Excerpted text —
━━━

It is now accepted that famine is stalking Gaza. Frank O'Connor the Irish playwright, novelist, and short-story writer is credited with saying: "Famine is a useful word, if you want to avoid words like 'genocide' and 'extermination'."
The context is more likely to have been the Great Irish Famine than that happening in Gaza right now.
Fermanagh was one of the hardest-hit counties in Ulster during The Famine and the first place in the nine-county province to report blight on the potato crop.
The population of the county was reduced by almost 30 per cent during the Famine years of 1845-1851 through death or emigration, and 20 per cent of those who perished in that period did so in one of the county's three Workhouses, where the destitute were forced to seek refuge.
They died of malnutrition, typhoid, and typhus men, women and children, separated from each other, segregated in conditions that punished them for destitution not of their own making.
More than 4,000 young orphan girls from Fermanagh were shipped to Australia between 1848 and 1850.

━━━

Data excerpts —
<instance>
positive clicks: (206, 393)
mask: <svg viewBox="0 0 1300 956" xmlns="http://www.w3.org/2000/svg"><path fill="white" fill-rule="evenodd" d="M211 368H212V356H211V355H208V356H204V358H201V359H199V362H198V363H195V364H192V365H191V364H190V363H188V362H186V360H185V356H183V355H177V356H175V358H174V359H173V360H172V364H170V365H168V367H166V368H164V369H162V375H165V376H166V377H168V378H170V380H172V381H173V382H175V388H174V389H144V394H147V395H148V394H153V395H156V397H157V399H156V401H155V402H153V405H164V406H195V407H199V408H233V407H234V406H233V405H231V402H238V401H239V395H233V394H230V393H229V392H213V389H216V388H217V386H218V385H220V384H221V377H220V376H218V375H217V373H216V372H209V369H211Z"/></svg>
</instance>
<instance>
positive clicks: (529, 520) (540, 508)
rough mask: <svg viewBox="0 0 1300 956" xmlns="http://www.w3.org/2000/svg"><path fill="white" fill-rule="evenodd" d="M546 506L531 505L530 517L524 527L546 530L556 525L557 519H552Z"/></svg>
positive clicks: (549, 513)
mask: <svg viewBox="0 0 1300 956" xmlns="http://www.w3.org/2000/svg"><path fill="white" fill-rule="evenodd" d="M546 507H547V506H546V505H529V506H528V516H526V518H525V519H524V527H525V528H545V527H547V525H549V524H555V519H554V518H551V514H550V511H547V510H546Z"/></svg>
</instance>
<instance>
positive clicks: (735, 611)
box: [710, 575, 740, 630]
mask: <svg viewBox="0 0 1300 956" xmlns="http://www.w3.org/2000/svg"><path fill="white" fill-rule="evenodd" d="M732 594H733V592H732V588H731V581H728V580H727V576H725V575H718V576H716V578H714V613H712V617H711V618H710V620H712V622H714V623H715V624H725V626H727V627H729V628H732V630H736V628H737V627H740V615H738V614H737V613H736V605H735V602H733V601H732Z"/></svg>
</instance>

━━━

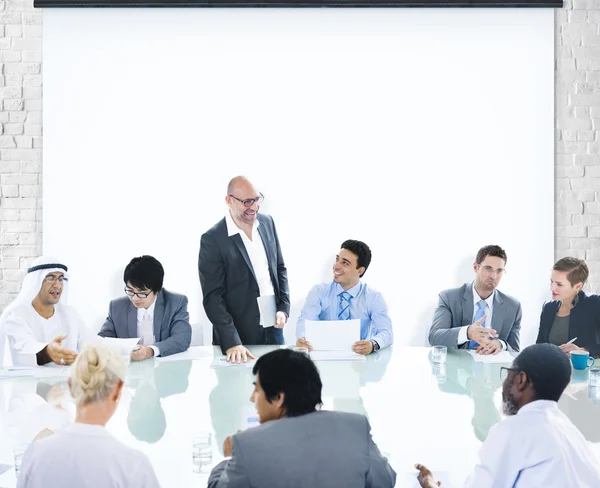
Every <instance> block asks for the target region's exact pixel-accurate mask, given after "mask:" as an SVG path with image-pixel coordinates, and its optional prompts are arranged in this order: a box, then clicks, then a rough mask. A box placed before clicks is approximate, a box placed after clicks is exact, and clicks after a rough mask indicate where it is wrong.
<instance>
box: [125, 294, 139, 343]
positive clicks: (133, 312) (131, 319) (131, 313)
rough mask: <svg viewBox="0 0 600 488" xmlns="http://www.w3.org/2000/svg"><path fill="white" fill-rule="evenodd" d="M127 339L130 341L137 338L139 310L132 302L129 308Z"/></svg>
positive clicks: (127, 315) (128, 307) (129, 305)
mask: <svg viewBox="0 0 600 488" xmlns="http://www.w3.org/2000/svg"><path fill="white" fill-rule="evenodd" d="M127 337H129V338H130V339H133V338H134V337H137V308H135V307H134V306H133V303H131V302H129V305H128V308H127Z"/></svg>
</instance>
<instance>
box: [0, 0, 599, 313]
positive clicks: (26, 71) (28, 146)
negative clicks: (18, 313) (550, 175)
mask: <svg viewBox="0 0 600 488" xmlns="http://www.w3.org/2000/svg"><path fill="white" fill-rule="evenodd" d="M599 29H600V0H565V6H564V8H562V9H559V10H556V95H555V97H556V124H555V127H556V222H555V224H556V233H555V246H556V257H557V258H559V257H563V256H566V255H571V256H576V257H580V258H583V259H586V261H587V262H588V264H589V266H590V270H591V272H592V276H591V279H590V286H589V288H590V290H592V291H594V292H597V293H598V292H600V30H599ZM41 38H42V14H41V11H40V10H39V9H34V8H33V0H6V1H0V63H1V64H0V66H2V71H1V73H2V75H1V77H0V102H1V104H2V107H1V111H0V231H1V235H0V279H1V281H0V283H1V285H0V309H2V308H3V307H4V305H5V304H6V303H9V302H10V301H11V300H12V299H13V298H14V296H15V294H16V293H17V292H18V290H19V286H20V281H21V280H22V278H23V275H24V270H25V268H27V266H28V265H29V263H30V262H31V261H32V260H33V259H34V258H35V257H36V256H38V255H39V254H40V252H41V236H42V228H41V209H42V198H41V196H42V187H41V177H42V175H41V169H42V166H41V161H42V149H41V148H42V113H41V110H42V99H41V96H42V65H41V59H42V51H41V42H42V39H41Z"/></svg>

━━━

Task list —
1. Answer these questions from the text on the Famine in Fermanagh:
(a) Which county was the first in the nine-county province to report blight on the potato crop?
(b) By about how much was that county's population reduced during the Famine years of 1845-1851?
(c) How many Workhouses did the county have?
2. Does each statement agree with the text on the Famine in Fermanagh? Answer yes or no, and quote the words of the text that decide it.
(a) The text credits Frank O'Connor with the remark that famine is a useful word.
(b) The county's population fell during the Famine years through death alone.
(c) Half of those who perished in the county during that period died in its Workhouses.

Exercise answers —
1.
(a) Fermanagh
(b) Almost 30 percent
(c) Three

2.
(a) Yes: "Frank O'Connor the Irish playwright, novelist, and short-story writer is credited with saying"
(b) No: "through death or emigration"
(c) No: "20 per cent of those who perished in that period did so in one of the county's three Workhouses"